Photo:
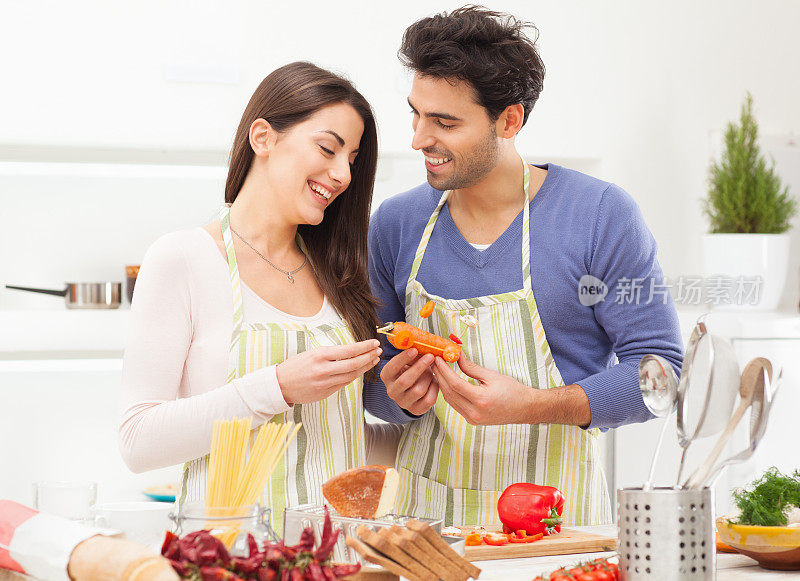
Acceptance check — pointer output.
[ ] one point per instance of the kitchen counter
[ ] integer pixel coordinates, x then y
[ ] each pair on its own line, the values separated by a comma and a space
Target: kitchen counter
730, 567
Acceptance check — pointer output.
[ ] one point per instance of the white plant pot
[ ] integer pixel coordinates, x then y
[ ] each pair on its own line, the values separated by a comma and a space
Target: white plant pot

▶ [WHAT NEEDS TO BE DONE] Switch every "kitchen counter" in the records above to "kitchen island", keeping everything else the same, and leave the pictures out when you reproduce the records.

▶ [EXERCISE OUTPUT]
Photo:
Acceptance check — pointer output.
[ ] one point per instance of the kitchen island
[ ] integer pixel coordinates, x then y
[ ] each pair on its own line, the values separated by a comma and a space
Target: kitchen island
730, 567
Acceptance check — pointer output.
[ ] one point per instance of the white plant pot
[ ] integer pixel coordinates, x then y
[ ] each pair on its own line, the values separated by a comma and a space
Target: white plant pot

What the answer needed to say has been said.